───── TEXT SHOWN ─────

Pauline Thompson, a member of the Law Society’s mental health and disability committee from 2005-2012, died of cancer on 13 January.

Pauline was well known as the co-editor of the 5th edition of Community Care and the Law with solicitor Luke Clements, and as someone with an encyclopaedic knowledge of the law, which she used to best effect in her policy role with Age Concern (now Age UK).

The Law Society and its members benefited hugely from her contribution to the committee, particularly in the area of community care and welfare law. For many years she wrote the chapters on community care in the Disability Rights Handbook (Disability Alliance) and was one of the original authors of the Paying for Care Handbook (CPAG). She sat on the editorial boards of Community Care Law Reports and the Elder Law Journal.

───── MATERIAL SUPPLIED ─────

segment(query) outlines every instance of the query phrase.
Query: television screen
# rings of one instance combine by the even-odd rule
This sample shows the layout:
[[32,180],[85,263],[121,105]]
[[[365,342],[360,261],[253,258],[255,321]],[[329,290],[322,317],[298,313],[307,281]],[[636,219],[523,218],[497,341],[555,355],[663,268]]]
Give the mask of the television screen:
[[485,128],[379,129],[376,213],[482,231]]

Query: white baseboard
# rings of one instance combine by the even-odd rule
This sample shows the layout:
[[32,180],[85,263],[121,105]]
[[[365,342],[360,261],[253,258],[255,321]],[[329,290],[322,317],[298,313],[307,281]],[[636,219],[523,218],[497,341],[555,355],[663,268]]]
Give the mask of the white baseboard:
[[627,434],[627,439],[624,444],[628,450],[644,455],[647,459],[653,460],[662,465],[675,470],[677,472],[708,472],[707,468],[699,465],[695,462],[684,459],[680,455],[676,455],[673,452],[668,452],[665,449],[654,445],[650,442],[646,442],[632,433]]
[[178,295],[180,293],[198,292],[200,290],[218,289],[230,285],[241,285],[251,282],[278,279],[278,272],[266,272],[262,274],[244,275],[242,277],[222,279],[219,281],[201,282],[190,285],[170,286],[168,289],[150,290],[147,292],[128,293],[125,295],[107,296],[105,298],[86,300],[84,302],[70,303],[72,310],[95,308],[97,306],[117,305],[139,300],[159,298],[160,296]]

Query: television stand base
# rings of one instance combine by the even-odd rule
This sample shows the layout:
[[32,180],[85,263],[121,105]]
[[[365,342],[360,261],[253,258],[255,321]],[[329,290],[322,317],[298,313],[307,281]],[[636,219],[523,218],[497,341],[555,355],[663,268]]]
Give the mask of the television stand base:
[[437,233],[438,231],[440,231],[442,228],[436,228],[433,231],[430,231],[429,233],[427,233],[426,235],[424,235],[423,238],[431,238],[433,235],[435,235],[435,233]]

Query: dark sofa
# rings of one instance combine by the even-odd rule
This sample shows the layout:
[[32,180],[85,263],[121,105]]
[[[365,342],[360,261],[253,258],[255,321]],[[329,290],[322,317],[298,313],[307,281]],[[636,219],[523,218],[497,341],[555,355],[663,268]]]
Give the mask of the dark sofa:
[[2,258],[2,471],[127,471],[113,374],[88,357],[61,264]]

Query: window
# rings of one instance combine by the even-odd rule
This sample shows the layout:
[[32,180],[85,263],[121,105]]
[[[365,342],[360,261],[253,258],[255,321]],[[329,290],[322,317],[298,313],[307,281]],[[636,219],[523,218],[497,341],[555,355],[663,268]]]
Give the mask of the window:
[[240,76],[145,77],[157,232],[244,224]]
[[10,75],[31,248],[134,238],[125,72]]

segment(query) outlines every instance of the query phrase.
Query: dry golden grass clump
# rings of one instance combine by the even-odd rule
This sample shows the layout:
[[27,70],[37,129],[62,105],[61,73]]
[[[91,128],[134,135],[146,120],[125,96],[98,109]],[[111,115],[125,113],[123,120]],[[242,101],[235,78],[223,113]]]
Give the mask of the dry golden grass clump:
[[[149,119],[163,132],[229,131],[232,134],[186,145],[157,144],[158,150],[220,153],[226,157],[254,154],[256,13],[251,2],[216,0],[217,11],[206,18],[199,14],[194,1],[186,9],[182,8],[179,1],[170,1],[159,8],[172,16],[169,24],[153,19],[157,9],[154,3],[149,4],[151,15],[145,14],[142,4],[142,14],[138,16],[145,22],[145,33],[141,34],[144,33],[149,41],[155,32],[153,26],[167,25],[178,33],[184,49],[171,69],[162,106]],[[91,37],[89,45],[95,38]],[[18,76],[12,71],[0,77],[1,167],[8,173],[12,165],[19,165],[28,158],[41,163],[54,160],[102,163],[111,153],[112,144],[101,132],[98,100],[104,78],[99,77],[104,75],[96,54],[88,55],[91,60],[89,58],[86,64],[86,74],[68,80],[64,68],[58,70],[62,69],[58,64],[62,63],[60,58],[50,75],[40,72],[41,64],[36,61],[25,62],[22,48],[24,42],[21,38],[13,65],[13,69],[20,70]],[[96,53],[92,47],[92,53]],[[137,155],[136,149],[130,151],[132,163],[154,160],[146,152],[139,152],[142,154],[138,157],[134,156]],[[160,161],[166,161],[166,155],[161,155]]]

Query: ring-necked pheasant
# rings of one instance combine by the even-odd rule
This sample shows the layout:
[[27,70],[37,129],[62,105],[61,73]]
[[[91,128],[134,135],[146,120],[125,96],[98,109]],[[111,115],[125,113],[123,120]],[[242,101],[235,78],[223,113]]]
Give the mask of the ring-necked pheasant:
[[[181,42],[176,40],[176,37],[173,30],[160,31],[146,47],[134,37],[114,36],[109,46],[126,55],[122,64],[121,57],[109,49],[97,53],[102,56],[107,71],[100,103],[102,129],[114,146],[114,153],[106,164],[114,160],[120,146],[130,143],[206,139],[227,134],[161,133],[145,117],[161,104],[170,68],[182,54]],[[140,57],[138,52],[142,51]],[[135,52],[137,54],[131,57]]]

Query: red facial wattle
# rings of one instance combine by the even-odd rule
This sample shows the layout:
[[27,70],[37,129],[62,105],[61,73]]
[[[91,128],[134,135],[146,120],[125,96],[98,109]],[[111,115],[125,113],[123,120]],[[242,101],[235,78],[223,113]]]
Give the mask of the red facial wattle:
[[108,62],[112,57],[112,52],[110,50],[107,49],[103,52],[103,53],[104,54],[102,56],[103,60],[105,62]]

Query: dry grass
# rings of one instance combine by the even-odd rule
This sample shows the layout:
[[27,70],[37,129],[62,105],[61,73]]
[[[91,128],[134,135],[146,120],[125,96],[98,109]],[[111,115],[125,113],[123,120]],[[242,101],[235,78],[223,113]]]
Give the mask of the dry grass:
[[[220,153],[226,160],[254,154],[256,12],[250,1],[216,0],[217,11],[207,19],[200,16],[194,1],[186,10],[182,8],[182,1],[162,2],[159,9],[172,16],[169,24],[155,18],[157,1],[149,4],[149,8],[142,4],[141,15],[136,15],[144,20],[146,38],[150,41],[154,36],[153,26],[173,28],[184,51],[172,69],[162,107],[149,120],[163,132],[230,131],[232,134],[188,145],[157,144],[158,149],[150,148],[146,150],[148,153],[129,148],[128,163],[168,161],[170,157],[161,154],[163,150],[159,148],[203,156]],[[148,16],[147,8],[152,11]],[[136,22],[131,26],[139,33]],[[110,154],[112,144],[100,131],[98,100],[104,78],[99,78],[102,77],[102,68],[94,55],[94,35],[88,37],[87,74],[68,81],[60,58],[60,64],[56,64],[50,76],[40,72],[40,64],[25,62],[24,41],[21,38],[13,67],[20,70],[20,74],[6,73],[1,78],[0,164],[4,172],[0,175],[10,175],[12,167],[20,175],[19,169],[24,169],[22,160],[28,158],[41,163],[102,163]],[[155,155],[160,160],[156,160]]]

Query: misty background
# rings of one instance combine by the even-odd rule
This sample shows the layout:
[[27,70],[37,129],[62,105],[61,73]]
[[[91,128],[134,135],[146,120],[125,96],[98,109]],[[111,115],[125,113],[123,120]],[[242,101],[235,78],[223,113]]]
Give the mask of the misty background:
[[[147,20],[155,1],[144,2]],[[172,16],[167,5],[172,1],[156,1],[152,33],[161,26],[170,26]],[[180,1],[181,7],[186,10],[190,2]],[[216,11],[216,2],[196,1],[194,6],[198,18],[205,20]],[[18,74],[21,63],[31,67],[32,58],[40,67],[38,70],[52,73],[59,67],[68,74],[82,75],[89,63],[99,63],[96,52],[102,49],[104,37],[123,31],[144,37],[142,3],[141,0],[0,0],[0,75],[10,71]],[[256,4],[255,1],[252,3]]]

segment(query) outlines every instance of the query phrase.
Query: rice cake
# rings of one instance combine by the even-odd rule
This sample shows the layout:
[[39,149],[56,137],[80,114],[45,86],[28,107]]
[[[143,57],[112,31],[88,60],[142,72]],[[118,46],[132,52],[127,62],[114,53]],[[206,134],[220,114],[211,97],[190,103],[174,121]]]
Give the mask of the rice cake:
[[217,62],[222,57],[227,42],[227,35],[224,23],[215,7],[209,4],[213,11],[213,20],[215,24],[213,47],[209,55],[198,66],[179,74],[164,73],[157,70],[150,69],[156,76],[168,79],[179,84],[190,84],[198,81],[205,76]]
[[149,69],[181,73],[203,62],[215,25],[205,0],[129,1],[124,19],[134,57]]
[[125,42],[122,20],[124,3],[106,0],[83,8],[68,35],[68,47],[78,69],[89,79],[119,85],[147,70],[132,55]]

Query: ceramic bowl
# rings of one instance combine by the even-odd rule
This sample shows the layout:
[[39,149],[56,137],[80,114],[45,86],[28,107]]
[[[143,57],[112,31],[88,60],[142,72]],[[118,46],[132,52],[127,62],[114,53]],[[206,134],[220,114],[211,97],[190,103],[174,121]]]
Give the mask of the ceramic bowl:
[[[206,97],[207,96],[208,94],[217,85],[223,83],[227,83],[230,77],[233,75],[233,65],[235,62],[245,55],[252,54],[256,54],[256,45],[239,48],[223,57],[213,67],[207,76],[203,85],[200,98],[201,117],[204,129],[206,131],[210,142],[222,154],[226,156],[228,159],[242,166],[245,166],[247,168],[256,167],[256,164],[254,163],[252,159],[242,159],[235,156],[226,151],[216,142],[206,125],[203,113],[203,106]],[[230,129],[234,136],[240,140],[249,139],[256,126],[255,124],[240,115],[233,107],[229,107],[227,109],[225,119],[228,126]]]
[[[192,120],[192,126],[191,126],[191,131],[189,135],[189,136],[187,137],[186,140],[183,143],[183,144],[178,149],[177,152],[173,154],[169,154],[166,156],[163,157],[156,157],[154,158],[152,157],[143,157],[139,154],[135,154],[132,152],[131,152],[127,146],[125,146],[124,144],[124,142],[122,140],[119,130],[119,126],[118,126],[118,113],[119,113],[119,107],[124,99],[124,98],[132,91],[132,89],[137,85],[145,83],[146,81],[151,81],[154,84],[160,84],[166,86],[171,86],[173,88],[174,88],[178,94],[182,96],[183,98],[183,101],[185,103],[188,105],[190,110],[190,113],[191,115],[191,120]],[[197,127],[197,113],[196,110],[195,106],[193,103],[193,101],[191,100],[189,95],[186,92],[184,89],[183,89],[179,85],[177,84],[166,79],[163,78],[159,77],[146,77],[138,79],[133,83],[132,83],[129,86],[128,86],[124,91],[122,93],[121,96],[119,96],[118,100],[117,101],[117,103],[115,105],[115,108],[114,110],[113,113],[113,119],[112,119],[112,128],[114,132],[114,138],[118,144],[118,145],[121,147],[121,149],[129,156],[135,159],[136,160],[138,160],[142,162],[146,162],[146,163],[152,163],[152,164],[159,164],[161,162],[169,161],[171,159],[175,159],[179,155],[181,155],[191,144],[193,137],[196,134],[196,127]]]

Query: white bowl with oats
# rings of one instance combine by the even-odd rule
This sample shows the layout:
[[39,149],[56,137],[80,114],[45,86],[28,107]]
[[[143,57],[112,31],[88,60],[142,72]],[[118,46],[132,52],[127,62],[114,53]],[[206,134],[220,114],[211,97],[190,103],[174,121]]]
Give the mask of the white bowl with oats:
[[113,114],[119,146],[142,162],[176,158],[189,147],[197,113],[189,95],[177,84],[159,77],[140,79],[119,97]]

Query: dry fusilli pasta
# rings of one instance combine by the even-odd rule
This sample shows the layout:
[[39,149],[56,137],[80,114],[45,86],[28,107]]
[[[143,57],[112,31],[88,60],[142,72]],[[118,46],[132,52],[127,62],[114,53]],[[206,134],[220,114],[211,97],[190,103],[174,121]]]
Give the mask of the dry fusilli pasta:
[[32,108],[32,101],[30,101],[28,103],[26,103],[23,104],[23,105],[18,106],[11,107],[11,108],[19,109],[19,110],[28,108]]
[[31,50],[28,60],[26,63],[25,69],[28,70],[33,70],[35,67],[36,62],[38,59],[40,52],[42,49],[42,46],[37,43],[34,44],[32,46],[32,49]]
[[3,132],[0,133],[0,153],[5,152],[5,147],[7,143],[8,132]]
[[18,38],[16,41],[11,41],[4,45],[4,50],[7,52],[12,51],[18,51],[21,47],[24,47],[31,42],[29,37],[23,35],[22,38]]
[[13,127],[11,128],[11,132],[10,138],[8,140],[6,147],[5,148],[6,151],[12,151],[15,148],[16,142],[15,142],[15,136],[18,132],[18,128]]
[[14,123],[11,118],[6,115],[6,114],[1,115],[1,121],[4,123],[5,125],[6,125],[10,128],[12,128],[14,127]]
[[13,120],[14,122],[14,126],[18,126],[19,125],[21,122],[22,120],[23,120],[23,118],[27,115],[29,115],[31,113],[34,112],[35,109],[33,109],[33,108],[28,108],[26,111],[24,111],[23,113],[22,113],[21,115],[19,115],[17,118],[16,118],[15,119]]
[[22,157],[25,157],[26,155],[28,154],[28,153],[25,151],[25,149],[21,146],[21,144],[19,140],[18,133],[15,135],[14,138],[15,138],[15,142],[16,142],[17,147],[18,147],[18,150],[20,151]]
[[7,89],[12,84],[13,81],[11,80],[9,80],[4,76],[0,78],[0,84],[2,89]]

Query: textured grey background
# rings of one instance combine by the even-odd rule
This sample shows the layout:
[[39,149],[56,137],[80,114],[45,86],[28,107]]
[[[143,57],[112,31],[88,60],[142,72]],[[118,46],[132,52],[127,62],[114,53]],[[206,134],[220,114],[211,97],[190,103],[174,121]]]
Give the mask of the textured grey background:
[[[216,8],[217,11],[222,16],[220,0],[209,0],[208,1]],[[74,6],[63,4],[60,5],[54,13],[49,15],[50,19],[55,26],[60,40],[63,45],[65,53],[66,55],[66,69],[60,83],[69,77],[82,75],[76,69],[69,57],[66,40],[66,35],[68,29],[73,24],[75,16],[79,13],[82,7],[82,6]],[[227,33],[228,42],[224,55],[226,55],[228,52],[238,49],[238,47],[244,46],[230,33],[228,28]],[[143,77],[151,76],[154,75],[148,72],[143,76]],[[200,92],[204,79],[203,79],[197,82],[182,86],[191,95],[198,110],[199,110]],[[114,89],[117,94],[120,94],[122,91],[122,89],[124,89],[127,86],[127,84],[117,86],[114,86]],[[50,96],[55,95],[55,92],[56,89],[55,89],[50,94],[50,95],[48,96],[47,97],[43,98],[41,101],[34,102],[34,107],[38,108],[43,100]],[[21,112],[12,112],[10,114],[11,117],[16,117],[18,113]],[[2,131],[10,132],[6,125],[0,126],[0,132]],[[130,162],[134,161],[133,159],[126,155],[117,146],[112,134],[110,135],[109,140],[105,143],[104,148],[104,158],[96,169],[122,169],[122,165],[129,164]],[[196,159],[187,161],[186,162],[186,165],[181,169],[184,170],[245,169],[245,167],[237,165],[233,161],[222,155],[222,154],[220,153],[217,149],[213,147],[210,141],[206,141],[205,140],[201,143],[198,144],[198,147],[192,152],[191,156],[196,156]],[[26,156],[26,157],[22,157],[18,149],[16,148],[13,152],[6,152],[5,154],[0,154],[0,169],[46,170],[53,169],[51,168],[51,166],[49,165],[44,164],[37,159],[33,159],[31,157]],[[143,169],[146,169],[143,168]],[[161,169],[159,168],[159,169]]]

─────

**DIRECTIONS:**
1. In the obituary of Pauline Thompson, with whom did she co-edit the 5th edition of Community Care and the Law?
2. Continue the obituary of Pauline Thompson from the point where it stops.

**ANSWERS BY TASK:**
1. Solicitor Luke Clements.

2.
Her networking skills were amongst the best, she seemed to know everyone and everyone knew her – all had nothing but praise for her ability to influence law and policy. Pauline approached everyone and everything in life with a generous spirit while still being straight talking and constructively challenging.

It was her tenacity, praised by Baroness Greengross during the passage of the Health and Social Care Bill in 2001, which secured the abolition of the “liable relative rule” which had forced many spouses into poverty, through funding the residential care costs of their disabled spouse. She was awarded the OBE for her services to the elderly in 2012.